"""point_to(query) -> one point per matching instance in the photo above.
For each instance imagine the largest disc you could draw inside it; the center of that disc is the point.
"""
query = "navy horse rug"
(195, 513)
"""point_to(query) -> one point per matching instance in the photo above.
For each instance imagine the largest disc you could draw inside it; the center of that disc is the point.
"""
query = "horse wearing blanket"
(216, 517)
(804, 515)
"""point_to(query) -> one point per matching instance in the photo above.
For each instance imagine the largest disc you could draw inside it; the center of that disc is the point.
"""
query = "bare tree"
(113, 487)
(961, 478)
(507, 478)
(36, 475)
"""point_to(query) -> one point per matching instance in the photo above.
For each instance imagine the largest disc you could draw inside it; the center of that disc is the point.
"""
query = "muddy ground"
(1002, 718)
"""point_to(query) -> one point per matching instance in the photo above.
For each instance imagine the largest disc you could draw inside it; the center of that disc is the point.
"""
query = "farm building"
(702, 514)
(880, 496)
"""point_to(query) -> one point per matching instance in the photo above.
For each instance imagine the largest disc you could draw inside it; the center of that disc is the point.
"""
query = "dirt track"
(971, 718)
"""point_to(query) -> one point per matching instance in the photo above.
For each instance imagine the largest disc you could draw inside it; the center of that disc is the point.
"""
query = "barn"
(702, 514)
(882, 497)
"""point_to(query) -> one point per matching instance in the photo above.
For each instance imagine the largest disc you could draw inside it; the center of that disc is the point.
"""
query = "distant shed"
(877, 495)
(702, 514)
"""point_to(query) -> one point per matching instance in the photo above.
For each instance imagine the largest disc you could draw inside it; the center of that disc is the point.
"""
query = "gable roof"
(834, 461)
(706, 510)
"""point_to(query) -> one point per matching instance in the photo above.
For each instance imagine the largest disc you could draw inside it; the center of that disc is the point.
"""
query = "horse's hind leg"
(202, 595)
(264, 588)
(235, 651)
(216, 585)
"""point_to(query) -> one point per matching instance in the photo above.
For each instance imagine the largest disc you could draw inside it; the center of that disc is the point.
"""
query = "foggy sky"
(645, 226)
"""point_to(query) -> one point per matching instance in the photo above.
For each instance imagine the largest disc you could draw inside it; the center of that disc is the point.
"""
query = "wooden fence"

▬▬▬

### EXERCISE REQUIREMENTS
Put down each entry again, unchanged and complete.

### RESULT BELOW
"""point_to(query) -> one point per matching instance in the photo above.
For each instance imagine the largest disc you could draw inside it; the center of that disc is the point.
"""
query = "navy horse rug"
(195, 513)
"""point_to(query) -> one point per matching instance in the photo above.
For each instance imagine the largest disc you could draw inside it; the center of that disc is the point.
"""
query = "horse wearing blanket"
(216, 517)
(804, 515)
"""point_to(query) -> one point per matching instance in the photo above.
For each instance imagine the largest disc you could draw inside it; the center of that disc is the point.
"""
query = "bare tree"
(113, 487)
(961, 478)
(507, 478)
(36, 475)
"""point_to(query) -> one point per matching instance in the photo above.
For each instance imagine the largest disc you could draw inside it; the center of that disc is the point.
"""
query = "muddy ground"
(1002, 718)
"""point_to(query) -> one point per matching instance in the photo above.
For each instance imagine the largest disc you could draw inside it; the center of that disc is the point.
"""
query = "farm building"
(702, 514)
(880, 496)
"""point_to(query) -> one point per matching instance in the photo above.
For each instance imagine the largest disc you could draw inside it; the center of that disc is the point.
"""
query = "dirt track"
(971, 718)
"""point_to(query) -> one point per matching instance in the photo above.
For each instance imagine the largest disc you could draw inside it; the center of that disc is the point.
"""
query = "barn"
(702, 514)
(882, 497)
"""point_to(query) -> one point per matching instance in the photo above.
For each instance imagine the largest disc you could draw inside it; the center of that disc is the point.
"""
query = "distant shed"
(877, 495)
(702, 514)
"""point_to(query) -> one point per matching instance in the photo above.
For each instance imagine the largest disc you could draw inside it; the center of that disc is the point.
"""
query = "gable roof"
(834, 461)
(706, 510)
"""point_to(query) -> one point per matching instance in the photo above.
For each instance imagine the largest disc you could draw inside it; the center of that disc is the point.
"""
query = "horse's hind leg"
(202, 595)
(264, 588)
(235, 651)
(216, 585)
"""point_to(query) -> one point per matching instance in the photo above.
For each instance imagine the largest disc you could draw inside it; the center of that disc is the point.
"""
query = "foggy sky"
(645, 226)
"""point_to(query) -> one point per matching instance in the photo above.
For each instance imagine the largest disc you could draw inside it; the center of that disc is the point.
"""
query = "wooden fence"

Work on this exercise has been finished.